Referring expression pointing data
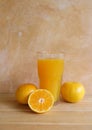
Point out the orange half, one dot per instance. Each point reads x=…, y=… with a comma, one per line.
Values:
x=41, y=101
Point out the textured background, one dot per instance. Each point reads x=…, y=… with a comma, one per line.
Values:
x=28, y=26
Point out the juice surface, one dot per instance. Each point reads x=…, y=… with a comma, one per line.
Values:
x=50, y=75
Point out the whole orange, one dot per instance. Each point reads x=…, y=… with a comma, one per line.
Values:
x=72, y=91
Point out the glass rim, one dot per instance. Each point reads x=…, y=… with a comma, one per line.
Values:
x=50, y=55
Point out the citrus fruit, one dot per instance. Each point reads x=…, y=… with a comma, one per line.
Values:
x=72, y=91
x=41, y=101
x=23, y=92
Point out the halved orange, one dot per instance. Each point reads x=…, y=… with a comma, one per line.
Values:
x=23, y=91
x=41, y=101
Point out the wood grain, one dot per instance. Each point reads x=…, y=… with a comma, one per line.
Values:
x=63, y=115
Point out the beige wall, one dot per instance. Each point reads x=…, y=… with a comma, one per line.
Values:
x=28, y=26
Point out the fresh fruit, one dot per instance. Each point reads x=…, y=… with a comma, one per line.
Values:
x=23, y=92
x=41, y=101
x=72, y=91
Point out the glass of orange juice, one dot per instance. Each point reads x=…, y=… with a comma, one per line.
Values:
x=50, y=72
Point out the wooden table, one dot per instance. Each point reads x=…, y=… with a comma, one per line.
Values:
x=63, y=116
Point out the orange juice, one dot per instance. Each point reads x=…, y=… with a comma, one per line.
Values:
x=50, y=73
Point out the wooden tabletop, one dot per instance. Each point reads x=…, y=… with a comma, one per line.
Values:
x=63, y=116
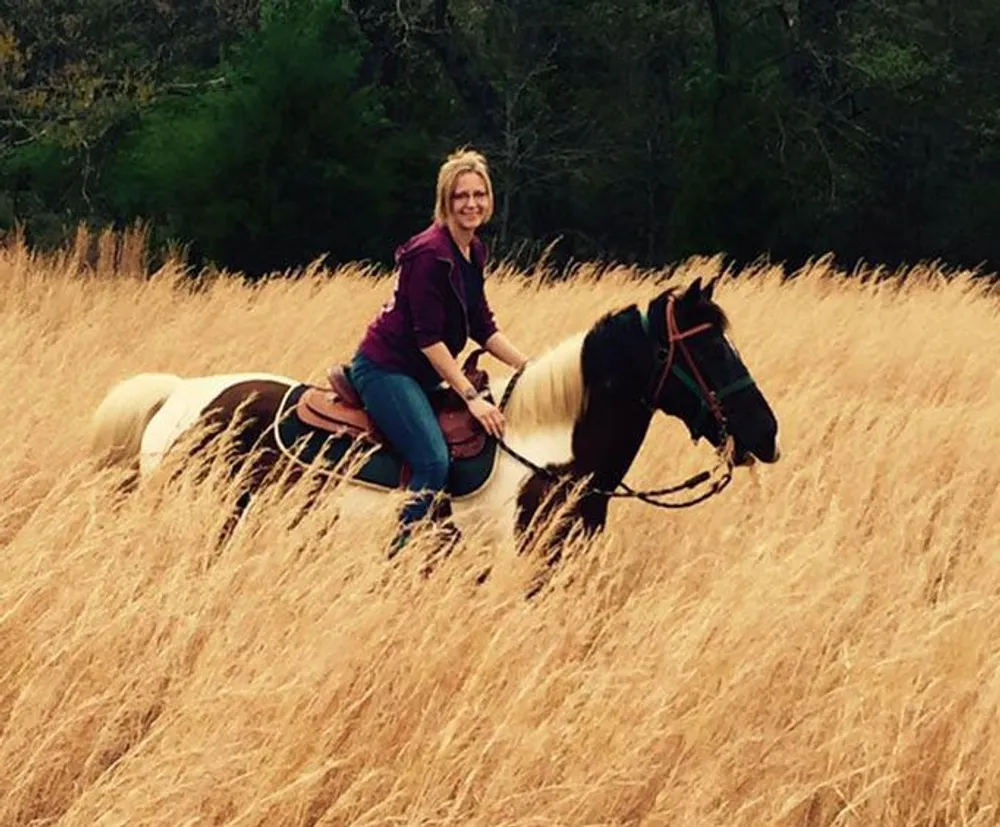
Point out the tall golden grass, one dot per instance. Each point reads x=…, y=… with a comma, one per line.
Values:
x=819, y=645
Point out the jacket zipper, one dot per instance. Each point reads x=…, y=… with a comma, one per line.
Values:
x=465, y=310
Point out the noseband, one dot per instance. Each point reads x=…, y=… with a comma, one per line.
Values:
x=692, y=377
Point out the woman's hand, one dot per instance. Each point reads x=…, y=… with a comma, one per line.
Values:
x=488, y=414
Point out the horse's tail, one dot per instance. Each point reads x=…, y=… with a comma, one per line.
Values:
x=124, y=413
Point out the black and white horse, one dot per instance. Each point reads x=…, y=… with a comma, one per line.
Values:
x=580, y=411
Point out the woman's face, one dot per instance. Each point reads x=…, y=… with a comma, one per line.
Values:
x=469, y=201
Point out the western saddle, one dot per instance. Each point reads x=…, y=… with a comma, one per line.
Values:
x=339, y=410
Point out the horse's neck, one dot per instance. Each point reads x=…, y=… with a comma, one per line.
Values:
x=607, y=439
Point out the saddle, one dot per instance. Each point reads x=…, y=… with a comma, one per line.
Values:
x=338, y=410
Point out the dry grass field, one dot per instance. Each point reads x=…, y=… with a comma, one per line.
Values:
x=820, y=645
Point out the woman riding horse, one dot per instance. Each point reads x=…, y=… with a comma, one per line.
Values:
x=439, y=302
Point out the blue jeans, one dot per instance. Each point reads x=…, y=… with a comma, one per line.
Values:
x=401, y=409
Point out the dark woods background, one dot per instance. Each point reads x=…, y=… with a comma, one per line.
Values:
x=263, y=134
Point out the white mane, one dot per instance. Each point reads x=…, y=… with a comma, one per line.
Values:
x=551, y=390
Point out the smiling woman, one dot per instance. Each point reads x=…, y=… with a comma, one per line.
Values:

### EXERCISE PROMPT
Exact copy, no pictures: return the entries word for word.

### RESULT
Point out the orange half, one dot per instance. Each point reads x=…, y=… with a comma, one per line.
Values:
x=41, y=101
Point out the textured background, one dot per instance. Each point reads x=…, y=… with a comma, one per line.
Values:
x=28, y=26
Point out the juice surface, one dot per instance. Each point reads x=…, y=… with a comma, one per line.
Values:
x=50, y=75
Point out the whole orange, one dot per instance. Each point reads x=…, y=… with a comma, one per line.
Values:
x=72, y=91
Point out the glass rim, one dot per instance. Each point reads x=…, y=… with a comma, one per line.
Values:
x=50, y=55
Point out the citrus fruit, one dot per instance. Each point reads x=…, y=… with a comma, one per line.
Values:
x=72, y=91
x=41, y=101
x=23, y=92
Point out the halved orange, one dot per instance. Each point reads x=…, y=… with a comma, one per line.
Values:
x=23, y=91
x=41, y=101
Point out the wood grain, one dot per instance. Each point reads x=…, y=… with a comma, one per line.
Values:
x=63, y=115
Point out the beige wall, one dot per instance. Each point reads x=…, y=… with a comma, one per line.
Values:
x=28, y=26
Point out the fresh fruit, one dot per instance. Each point reads x=…, y=… with a comma, one per line.
Values:
x=23, y=92
x=41, y=101
x=72, y=91
Point out the glass of orange juice, one dot per instance. Each point reads x=…, y=… with a comma, one per line.
Values:
x=50, y=72
Point out the wooden table, one dot per instance. Each point reads x=…, y=… with a comma, one per line.
Values:
x=63, y=116
Point out the orange juice, one dot per instance. Each point reads x=…, y=… with a comma, one per line.
Values:
x=50, y=73
Point out the wooden tabletop, one dot per instance. Each point reads x=…, y=… with a comma, one per line.
Values:
x=63, y=116
Point out the tall golden grass, one dot per instance. Each point reads x=…, y=… with a comma, one per line.
Values:
x=819, y=645
Point out the jacket zipper, one dot per instance. Each point reads x=…, y=… with a comma, one per line.
Values:
x=465, y=310
Point out the noseband, one dot per instance. Each point reads x=…, y=… with a comma, one per line.
Values:
x=692, y=377
Point out the woman's hand, one dot per instance. Each point reads x=…, y=… with a comma, one per line.
Values:
x=488, y=414
Point out the horse's tail, one dot per instance. Each point reads x=…, y=… with a comma, one per line.
Values:
x=124, y=413
Point out the black and white horse, one dot per instance. Each point reads x=…, y=… with a comma, one per line.
Values:
x=580, y=411
Point out the woman's face, one dot per instance. Each point reads x=…, y=… with a comma, one per line.
Values:
x=469, y=201
Point out the western saddle, one dot per instance. Each point reads x=…, y=… with a comma, one per line.
Values:
x=339, y=410
Point out the horse's neck, one dot per instance. Each point reads x=…, y=… with a comma, one per line.
Values:
x=607, y=439
Point out the saddle, one dot per instance. Each point reads x=…, y=… with a comma, one per line.
Values:
x=338, y=410
Point out the dry grass field, one dot per instance. Each point reads x=…, y=… with a comma, one per line.
Values:
x=820, y=645
Point out the woman riding horse, one dot per instance. Each point reads x=…, y=… with a comma, one per line.
Values:
x=439, y=302
Point out the blue jeans, one dot per instance. Each point reads x=…, y=… with a comma, one per line.
Values:
x=401, y=409
Point out the dark woods background, one dot per instance. Each point reads x=…, y=… with a comma, one per line.
Values:
x=263, y=134
Point out the white mane, one dot per instance. Each point reads x=…, y=… with a comma, one per line.
Values:
x=551, y=390
Point out the smiling woman, one dot per instance. Each point reads x=…, y=… with a comma, one per line.
Values:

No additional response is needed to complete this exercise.